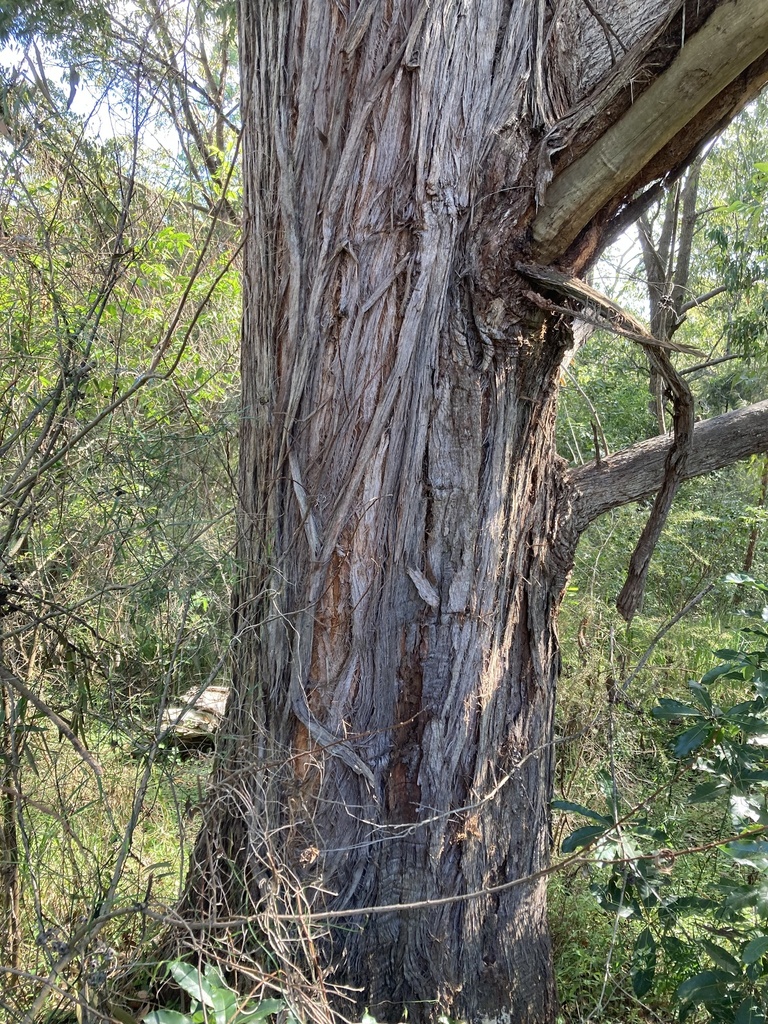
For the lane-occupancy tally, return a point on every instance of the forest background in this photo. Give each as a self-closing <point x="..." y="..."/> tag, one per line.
<point x="120" y="304"/>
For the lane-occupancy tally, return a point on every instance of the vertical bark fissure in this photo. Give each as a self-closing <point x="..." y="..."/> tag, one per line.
<point x="403" y="516"/>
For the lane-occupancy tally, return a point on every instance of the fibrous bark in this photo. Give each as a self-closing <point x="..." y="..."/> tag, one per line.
<point x="406" y="526"/>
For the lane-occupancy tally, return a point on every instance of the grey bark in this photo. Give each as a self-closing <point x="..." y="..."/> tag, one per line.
<point x="406" y="528"/>
<point x="638" y="471"/>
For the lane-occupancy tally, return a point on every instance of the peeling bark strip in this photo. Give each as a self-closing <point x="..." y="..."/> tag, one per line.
<point x="404" y="522"/>
<point x="734" y="37"/>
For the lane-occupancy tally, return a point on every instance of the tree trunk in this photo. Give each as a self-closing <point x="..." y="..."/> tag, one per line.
<point x="406" y="527"/>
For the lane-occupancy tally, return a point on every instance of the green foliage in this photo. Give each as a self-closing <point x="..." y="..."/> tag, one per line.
<point x="710" y="935"/>
<point x="213" y="1001"/>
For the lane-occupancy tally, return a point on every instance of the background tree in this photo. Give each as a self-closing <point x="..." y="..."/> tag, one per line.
<point x="407" y="529"/>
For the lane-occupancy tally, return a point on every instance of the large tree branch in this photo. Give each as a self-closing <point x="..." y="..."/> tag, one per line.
<point x="638" y="471"/>
<point x="732" y="38"/>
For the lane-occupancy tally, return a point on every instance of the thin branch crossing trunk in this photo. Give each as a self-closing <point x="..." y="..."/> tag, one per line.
<point x="406" y="525"/>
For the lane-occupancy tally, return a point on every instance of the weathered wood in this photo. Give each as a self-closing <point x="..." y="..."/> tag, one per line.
<point x="638" y="471"/>
<point x="403" y="528"/>
<point x="733" y="37"/>
<point x="596" y="308"/>
<point x="198" y="716"/>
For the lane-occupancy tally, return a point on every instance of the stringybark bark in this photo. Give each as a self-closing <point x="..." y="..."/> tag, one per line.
<point x="406" y="528"/>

━━━━━━━━

What to do: Give again, exactly and with nothing added, the lines running from the one that contains "of the weathered" to the last line of the material.

Task solution:
For the lane-occupancy tally, return a point on every instance of the weathered wood in this photo. Give each as a self-closing <point x="..." y="..."/> tag, one per line.
<point x="638" y="471"/>
<point x="403" y="528"/>
<point x="733" y="37"/>
<point x="596" y="308"/>
<point x="198" y="716"/>
For the lane-occupancy tally, return a point on every instance of the stringybark bark in this photo. Give each as a self-closing <point x="..." y="..."/> tag, one per line.
<point x="406" y="528"/>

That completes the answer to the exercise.